- _Short problem_
Please format the part of the records that opens with the line containing "like [(136, 367)]." and closes with the line containing "[(158, 281)]", both included, as a JSON list of strings with one string per line. Leave out blank lines.

Rows from a pointing dataset
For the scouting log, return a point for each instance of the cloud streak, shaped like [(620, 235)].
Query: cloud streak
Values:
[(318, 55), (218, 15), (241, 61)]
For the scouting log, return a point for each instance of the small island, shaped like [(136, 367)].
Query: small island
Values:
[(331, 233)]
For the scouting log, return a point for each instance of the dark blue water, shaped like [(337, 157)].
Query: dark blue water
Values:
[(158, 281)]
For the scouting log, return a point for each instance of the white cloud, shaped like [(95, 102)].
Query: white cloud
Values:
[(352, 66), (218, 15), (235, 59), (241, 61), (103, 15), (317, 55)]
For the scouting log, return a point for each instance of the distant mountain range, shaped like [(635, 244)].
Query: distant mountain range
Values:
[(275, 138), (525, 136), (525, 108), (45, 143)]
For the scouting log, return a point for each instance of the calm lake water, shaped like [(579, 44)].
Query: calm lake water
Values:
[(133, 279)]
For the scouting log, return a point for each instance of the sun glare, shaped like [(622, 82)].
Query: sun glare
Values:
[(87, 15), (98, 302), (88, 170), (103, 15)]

---

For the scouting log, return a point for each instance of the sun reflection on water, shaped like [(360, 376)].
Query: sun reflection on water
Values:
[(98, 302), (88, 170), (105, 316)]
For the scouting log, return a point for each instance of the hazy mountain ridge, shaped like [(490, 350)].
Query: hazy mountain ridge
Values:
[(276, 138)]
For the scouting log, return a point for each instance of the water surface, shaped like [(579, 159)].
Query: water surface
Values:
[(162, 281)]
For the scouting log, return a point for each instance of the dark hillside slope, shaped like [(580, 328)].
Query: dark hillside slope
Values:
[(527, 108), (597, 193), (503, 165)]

- _Task output_
[
  "For the scouting log, return a point for each instance of the small island, shaped like [(136, 367)].",
  "Query: small island",
  "Values:",
  "[(331, 233)]",
  "For the scouting log, return a point for each instance of the dark blue water, shaped like [(337, 157)].",
  "Query: dark blue water",
  "Values:",
  "[(158, 281)]"
]